Passage to read

________________________________________

RFR(S): 8058345: Refactor native stack printing from vmError.cpp to debug.cpp to make it available in gdb as well
Volker Simonis
volker.simonis at gmail.com
Fri Sep 19 18:55:50 UTC 2014
Hi,
so here's my new version:
- documented the "pns" command with examples
- removed the clumsy "make_frame" generators and introduced a genreic
frame constructor on all platforms which can now be called from pns()
- pns() must now be called with three arguments (usually registers
like pns($sp, $fp, $pc) but some arguments may be '0' on some
platforms (see the examples in the documentation of pns())
- tested on Linux (x86, x64, ppc64) and Solaris (SPARC, x64)
- added additional "Summary" section to the change which mentions
that the change also fixes stack traces on x86 to enable walking of
runtime stubs and native wrappers.
http://cr.openjdk.java.net/~simonis/webrevs/8058345.v2/
Notice that the current version requires trivial changes in your
closed ports (i.e. adding the generic frame constructor) but I'd need
a sponsor anyway:)
Regards,
Volker
On Wed, Sep 17, 2014 at 9:49 PM, Vladimir Kozlov
<vladimir.kozlov at oracle.com> wrote:
> On 9/17/14 11:29 AM, Volker Simonis wrote:
>>
>> On Wed, Sep 17, 2014 at 12:10 AM, Vladimir Kozlov
>> <vladimir.kozlov at oracle.com> wrote:
>>>
>>> On 9/16/14 12:21 PM, Volker Simonis wrote:
>>>>
>>>>
>>>> Hi Vladimir,
>>>>
>>>> thanks for looking at the change.
>>>>
>>>> 'make_frame' is only intended to be used from within the debugger to
>>>> simplify the usage of the new 'pns()' (i.e. "print native stack")
>>>> helper. It can be used as follows:
>>>>
>>>> (gdb) call pns(make_frame($sp, $rbp, $pc))
>>>
>>>
>>>
>>> It is strange way to use pns(). Why not pass (sp, fp, pc) to pns() and
>>> let
>>> it call make_frame()? To have make_frame() only on ppc and x86 will not
>>> allow to use pns() on other platforms.

________________________________________

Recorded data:
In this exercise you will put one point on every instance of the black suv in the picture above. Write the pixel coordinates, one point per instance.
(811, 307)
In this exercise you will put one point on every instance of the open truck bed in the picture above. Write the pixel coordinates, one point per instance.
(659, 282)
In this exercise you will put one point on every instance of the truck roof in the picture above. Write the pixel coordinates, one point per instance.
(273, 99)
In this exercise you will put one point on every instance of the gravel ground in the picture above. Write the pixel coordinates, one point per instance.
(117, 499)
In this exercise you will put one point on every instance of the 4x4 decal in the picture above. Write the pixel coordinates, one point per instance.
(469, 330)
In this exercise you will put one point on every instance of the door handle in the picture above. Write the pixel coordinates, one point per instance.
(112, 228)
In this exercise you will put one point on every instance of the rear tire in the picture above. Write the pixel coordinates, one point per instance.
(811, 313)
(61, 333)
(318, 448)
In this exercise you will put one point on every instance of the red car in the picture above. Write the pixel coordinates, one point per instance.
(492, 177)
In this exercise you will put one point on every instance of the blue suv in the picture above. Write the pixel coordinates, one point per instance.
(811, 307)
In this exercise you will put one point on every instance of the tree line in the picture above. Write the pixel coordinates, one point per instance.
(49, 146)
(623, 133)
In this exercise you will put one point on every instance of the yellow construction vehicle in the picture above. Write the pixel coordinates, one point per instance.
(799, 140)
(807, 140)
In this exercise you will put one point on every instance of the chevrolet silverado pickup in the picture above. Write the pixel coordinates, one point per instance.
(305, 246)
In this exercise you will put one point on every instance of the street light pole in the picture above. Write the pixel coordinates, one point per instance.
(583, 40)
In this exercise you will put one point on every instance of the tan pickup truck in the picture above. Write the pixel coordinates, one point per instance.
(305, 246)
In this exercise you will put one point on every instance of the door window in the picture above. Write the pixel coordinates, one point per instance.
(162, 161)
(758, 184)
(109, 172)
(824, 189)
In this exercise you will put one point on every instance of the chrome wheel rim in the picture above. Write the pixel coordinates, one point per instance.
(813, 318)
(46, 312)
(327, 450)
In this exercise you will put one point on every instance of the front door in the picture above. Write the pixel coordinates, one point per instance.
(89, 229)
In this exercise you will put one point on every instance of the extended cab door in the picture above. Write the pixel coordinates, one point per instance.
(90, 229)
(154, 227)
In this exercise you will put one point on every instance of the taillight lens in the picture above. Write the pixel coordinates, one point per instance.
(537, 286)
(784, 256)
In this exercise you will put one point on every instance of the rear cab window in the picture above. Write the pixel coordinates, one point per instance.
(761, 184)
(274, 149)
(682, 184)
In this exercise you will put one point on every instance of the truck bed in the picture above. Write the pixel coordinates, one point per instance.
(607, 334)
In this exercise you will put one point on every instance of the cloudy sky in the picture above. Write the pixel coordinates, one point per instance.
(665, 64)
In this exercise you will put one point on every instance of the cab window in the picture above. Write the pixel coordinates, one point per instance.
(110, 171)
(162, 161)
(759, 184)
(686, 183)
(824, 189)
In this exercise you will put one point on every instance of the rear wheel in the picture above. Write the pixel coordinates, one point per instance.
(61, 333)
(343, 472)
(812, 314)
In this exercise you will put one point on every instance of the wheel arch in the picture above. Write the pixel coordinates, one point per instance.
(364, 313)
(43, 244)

________________________________________

Requirements
In the post about refactoring native stack printing, on which platforms was the new version tested? The recorded data has no role in this exercise.

Response
Linux (x86, x64, ppc64) and Solaris (SPARC, x64).